* [Problem]: Swap "instance" for "object" in the lines running from the one containing "[pin] pendant light" through the end of the rows. Give back only those lines, otherwise unchanged.

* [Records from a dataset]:

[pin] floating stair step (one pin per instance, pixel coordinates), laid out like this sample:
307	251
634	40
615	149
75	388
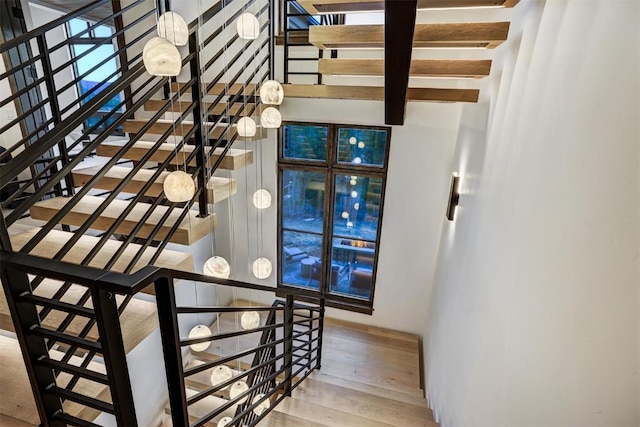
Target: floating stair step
296	38
220	89
180	106
138	319
219	188
234	159
363	404
458	35
458	68
17	404
373	93
190	230
161	126
315	7
55	240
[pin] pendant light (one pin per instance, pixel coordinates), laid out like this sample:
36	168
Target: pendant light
237	389
262	199
217	266
248	27
173	27
262	268
179	186
200	331
271	93
220	374
270	118
161	58
250	320
246	127
263	406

* [Response to this task]:
[pin] pendant light (one pin per object, pixel coordinates), laid out like this sample:
36	168
Target: pendant light
237	389
262	199
217	266
248	27
173	27
262	268
179	186
200	331
271	93
220	374
270	118
161	58
250	320
246	127
263	406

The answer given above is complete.